----- Data rows -----

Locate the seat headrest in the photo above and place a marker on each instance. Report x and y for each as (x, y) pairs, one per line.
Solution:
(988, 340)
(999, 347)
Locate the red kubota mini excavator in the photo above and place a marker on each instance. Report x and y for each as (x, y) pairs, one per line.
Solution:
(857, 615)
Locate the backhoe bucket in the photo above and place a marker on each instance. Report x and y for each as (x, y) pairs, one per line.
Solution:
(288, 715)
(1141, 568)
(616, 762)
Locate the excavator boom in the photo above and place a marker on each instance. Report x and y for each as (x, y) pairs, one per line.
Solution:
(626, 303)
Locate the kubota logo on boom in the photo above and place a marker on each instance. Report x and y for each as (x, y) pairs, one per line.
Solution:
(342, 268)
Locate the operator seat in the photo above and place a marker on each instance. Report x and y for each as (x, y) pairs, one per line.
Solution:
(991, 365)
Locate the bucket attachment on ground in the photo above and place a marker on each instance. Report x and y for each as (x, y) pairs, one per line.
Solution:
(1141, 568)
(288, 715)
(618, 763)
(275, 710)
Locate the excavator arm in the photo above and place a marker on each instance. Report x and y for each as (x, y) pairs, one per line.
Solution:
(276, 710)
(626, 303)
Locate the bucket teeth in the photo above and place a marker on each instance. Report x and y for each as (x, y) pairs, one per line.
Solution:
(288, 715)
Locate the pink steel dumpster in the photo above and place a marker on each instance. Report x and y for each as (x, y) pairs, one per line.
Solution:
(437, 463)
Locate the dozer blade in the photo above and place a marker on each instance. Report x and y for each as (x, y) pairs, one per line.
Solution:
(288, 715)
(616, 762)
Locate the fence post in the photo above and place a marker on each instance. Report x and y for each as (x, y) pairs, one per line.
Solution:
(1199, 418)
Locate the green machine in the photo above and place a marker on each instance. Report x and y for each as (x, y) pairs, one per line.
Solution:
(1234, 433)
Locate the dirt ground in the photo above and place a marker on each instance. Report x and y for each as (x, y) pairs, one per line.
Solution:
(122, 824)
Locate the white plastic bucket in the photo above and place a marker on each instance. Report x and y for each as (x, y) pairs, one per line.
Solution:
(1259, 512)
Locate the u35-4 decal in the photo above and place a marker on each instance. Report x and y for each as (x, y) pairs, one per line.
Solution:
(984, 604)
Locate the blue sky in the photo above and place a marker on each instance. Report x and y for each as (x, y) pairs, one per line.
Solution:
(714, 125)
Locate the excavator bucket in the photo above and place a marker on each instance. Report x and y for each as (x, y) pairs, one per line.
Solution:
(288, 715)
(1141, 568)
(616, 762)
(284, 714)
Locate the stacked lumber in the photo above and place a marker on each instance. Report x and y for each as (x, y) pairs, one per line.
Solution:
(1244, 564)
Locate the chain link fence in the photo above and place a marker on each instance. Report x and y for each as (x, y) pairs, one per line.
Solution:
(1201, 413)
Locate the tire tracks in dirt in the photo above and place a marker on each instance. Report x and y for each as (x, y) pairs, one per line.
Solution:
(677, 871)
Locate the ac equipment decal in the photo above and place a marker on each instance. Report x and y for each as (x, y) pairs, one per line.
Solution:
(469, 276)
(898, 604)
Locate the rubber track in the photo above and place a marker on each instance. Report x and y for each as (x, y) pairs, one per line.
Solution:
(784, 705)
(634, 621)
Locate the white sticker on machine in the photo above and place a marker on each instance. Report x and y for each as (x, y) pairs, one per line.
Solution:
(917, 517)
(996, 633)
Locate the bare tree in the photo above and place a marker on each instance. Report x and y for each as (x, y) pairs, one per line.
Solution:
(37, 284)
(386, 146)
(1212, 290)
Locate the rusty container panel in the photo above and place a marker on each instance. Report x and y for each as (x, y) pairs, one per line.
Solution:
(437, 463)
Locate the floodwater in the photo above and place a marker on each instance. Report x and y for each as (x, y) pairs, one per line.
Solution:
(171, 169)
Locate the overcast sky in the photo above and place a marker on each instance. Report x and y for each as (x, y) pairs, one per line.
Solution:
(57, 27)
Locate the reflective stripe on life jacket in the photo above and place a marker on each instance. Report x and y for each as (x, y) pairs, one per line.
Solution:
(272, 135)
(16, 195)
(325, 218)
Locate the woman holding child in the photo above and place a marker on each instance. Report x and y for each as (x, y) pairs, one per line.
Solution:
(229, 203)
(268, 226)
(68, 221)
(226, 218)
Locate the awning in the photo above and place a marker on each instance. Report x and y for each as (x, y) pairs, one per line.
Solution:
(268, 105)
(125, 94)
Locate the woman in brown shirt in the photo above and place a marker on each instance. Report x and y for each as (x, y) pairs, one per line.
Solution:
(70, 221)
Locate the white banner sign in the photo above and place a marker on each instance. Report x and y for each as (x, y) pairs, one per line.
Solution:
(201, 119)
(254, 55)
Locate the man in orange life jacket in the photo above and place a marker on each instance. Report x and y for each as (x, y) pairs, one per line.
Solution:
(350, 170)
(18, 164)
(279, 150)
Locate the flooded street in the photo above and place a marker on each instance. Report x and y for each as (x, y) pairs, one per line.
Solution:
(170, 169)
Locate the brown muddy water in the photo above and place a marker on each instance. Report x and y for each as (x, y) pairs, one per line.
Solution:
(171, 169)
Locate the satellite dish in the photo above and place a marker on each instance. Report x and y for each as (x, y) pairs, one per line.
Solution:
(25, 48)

-----

→ Task instructions
Reproduce each of the entries above verbatim, without any changes.

→ Answer to this problem
Locate the seat headrest in the photo above and place a marker on each instance. Report x and y for each as (x, y) pairs, one per line.
Solution:
(988, 340)
(999, 347)
Locate the red kubota mini excavator in the photo above and place a marker on each instance. Report x and y for each as (x, y) pairs, one per line.
Solution:
(857, 615)
Locate the backhoe bucket in the photo above and place a marker on each instance. Report x and y for each as (x, y) pairs, one per line.
Solution:
(288, 715)
(1141, 568)
(616, 762)
Locate the excavator boom in the photo above and place a marker on each instance. Report x and y for each as (x, y) pairs, one per line.
Solution:
(626, 303)
Locate the kubota logo on boom in the photo above and place a marker on each instance. Report x and y for each as (x, y) pairs, one per line.
Solution:
(342, 268)
Locate the operator seat in the photo above and place a marker on each instance. Report x and y for each as (x, y) pairs, one per line.
Solution:
(991, 365)
Locate the bucket attachment on ground in the photo above and place a marker on each instance. Report x and y for each as (x, y) pairs, one per line.
Solution:
(1141, 568)
(288, 715)
(618, 763)
(275, 710)
Locate the excavator arm in the photo above and place a marker on each instance. Report x and y for each as (x, y) pairs, one per line.
Solution:
(276, 710)
(626, 303)
Locate the bucket teeth in the photo above and place a marker on each instance. Report x and y for each as (x, y) pairs, one per line.
Solution:
(288, 715)
Locate the pink steel dumpster in the photo above and place a marker on each instance. Report x and y for each as (x, y) pairs, one per line.
Solution:
(437, 463)
Locate the dozer blade in the photo above and place a marker on each instance. Report x and y for each as (x, y) pairs, one per line.
Solution:
(288, 715)
(616, 762)
Locate the fence post in the photo above and place a marker on each instance. Report x and y for each as (x, y) pairs, one per line.
Solution:
(1199, 418)
Locate the green machine in the photo above and place a marker on each instance. Report x and y for each as (x, y) pairs, one per line.
Solution:
(1234, 433)
Locate the dirt ground in the photo above and place a marker on each instance. Report x and y for each as (x, y) pairs, one per line.
Solution:
(122, 824)
Locate the white plastic bucket in the photo above and place a marker on each instance. Report x and y for each as (x, y) pairs, one per line.
Solution:
(1259, 512)
Locate the u35-4 decal in the photo above and place a marker on each instance. Report x and y for each as (x, y) pairs, one per line.
Solution:
(984, 604)
Locate the blue sky in the photo above and place a marker on each instance. Report x and y for each as (x, y) pairs, one per line.
Solution:
(714, 125)
Locate the excavator bucket in the photo above and place a marker on each instance. Report x and y for each as (x, y) pairs, one per line.
Solution:
(288, 715)
(1141, 568)
(616, 762)
(284, 714)
Locate the stacked lumber in the photo above and place a marker on each instance. Report x and y for each as (x, y) pairs, one per line.
Solution:
(1244, 564)
Locate the chain link fence in the photo above and place a marker on each instance. Report x and y for each as (x, y) pairs, one per line.
Solution:
(1201, 413)
Locate the tire tracks in dirt in the photo above and place a marker on each instance. Report x and y for each as (x, y) pairs, one per line.
Solution:
(677, 871)
Locate the ac equipment decal in the photo above and place a marker on each instance. Report x and y for each as (x, y) pairs, one per line.
Solution:
(469, 276)
(898, 604)
Locate the rubber track in the photo above and place a marker on each instance. Report x and y for each as (x, y) pairs, one per line.
Solution:
(784, 705)
(634, 621)
Locate the white sticker on machine in the photo above and place a marker on each instance. Report x and y for each as (x, y) pairs, one per line.
Solution:
(917, 517)
(996, 633)
Locate the bare tree in the photo above and place a marker on each instance. Report x and y for each as (x, y) pairs, one per line.
Solution:
(37, 284)
(386, 146)
(1212, 290)
Locate the rusty container panel in the photo above and place a marker on each instance. Report x and y for each as (x, y) pairs, one per line.
Solution:
(437, 463)
Locate the floodwater in the photo above and place a marker on each instance. Report x and y for each as (x, y) pairs, one per line.
Solution:
(171, 169)
Locate the overcast sky in the photo above and place a marker on each instance. Report x and y for each as (x, y) pairs, one per line.
Solution:
(57, 27)
Locate the reflective stripe on life jacket in the photo above and place a marker on each instance. Report x and y for each as (x, y) pairs, one per line.
Solution:
(272, 135)
(16, 195)
(325, 218)
Locate the woman holding child in the photo above and place a marker on each instance. Report x and y for each as (x, y) pairs, one per line.
Solution:
(229, 203)
(268, 226)
(68, 221)
(226, 218)
Locate the awning in the photo above and place a marker on each instance. Report x and y for each as (x, y) pairs, one per line.
Solution:
(268, 105)
(125, 94)
Locate the woman in brown shirt in the photo above and place a marker on each instance. Report x and y for each as (x, y) pairs, one per line.
Solution:
(70, 221)
Locate the white banner sign in the photo above and place a marker on each instance. Report x and y for each as (x, y) pairs, one per line.
Solution:
(201, 119)
(254, 55)
Locate the man in orange life jacket in the photo above and place a marker on each instance. Report x and y for each as (x, y) pairs, one per line.
Solution:
(350, 170)
(18, 164)
(279, 150)
Locate the flooded street in the photo above and place a marker on each instance. Report x and y for each as (x, y) pairs, one per line.
Solution:
(170, 169)
Locate the brown muddy water in the photo above and place a marker on each instance. Report x and y for each as (x, y) pairs, one per line.
Solution:
(171, 169)
Locate the satellite dish in the photo above and place a marker on each instance. Report x and y for each as (x, y) pairs, one per line.
Solution:
(25, 48)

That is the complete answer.